+++ GIVEN PASSAGE +++

And Mr. Ingham in his speech told the Christian jurors that our comrades, the Paris communists, had in 1871, dethroned God, the Almighty, and had put up in his place a low prostitute. The effect was marvelous! The good Christians were shocked.
I wish your honor would inform the learned gentlemen that the episode related occurred in Paris nearly a century ago, and that the sacrilegious perpetrators were the contemporaries of the founders of the Republic - and among them was Thomas Paine….
…The court has had a great deal to say about the incendiary character of the articles read from the Arbeiter-Zeitung. Let me read to you an editorial which appeared in the Fond du Lac Commonwealth, in October, 1886, a Republican paper. If I am not mistaken the court is Republican, too.
“To arms, Republicans! Work in every town in Wisconsin for men not afraid of firearms, blood or dead bodies, to preserve peace [that is the `peace’ I have been speaking of] and quiet; avoid a conflict of parties to prevent the administration of public affairs from falling into the hands of such obnoxious men as James G. Jenkins. Every Republican in Wisconsin should go armed to the polls on next election day. The grain-stacks, houses and barns of active Democrats should be burned; their children burned and their wives outraged, that they may understand that the Republican party is the one which is bound to rule, and the one which they should vote for, or keep their vile carcasses away from the polls. If they still persist in going to the polls, and persist in voting for Jenkins, meet them on the road, in the bush, on the hill, or anywhere, and shoot every one of these base cowards and agitators. If they are too strong in any locality, and succeed in putting their opposition votes into the ballot box, break open the box and tear in shreds their discord-breathing ballots. Burn them. This is the time for effective work. Yellow fever will not catch among Morrison Democrats; so we must use less noisy and more effective means. The agitators must be put down, and whoever opposes us does so at his peril. Republicans, be at the polls in accordance with the above directions, and don’t stop for a little blood.... “
What does your honor say to these utterances of a “law and order” organ-a Republican organ? How does the Arbeiter-Zeitung compare with this?...
…Now, these are my ideas. They constitute a part of myself. I cannot divest myself of them, nor would I, if I could. And if you think that you can crush out these ideas that are gaining ground more and more every day, if you think you can crush them out by sending us to the gallows - if you would once more have people suffer the penalty of death because they have dared to tell the truth - and I defy you to show us where we have told a lie - I say, if death is the penalty for proclaiming the truth, then I will proudly and defiantly pay the costly price! Call your hangman! Truth crucified in Socrates, in Christ, in Giordano Bruno, in Huss, Galileo, still lives-they and others whose number is legion have preceded us on this path. We are ready to follow!
Albert R. Parsons: "Workers demand bread, you give them lead..."

+++ PROVIDED INFORMATION +++

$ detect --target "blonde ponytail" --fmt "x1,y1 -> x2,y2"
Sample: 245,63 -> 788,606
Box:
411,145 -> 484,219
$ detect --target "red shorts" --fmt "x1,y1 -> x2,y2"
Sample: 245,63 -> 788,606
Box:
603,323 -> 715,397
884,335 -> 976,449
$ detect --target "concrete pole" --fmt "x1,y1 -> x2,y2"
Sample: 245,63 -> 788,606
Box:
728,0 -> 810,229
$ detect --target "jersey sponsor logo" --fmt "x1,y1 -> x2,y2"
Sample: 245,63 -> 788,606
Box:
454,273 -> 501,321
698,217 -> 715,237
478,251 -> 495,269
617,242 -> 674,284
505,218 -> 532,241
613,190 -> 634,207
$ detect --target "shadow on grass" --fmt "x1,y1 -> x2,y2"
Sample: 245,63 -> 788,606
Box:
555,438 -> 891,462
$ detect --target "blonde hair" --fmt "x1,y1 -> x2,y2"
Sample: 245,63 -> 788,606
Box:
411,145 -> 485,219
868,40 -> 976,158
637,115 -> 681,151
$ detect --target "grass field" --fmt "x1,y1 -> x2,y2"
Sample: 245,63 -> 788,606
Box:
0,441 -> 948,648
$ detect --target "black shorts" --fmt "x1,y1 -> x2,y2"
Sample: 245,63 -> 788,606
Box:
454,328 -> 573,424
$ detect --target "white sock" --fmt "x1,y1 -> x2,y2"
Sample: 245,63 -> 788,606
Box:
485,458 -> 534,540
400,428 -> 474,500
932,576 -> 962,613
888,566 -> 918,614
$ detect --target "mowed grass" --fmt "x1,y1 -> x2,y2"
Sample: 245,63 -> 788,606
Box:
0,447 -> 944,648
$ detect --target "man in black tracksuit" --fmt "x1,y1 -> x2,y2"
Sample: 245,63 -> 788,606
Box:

+++

▶ **ACTIONS TO TAKE**
1. Translate this sentence from the courtroom speech into Spanish: "I cannot divest myself of them, nor would I, if I could."
2. Please reproduce the courtroom speech word for word, from "I wish your" up to and including "is Republican, too.".

▶ **RESPONSES PER TASK**
1. No puedo despojarme de ellas, ni lo haría aunque pudiera.

2.
I wish your honor would inform the learned gentlemen that the episode related occurred in Paris nearly a century ago, and that the sacrilegious perpetrators were the contemporaries of the founders of the Republic - and among them was Thomas Paine….
…The court has had a great deal to say about the incendiary character of the articles read from the Arbeiter-Zeitung. Let me read to you an editorial which appeared in the Fond du Lac Commonwealth, in October, 1886, a Republican paper. If I am not mistaken the court is Republican, too.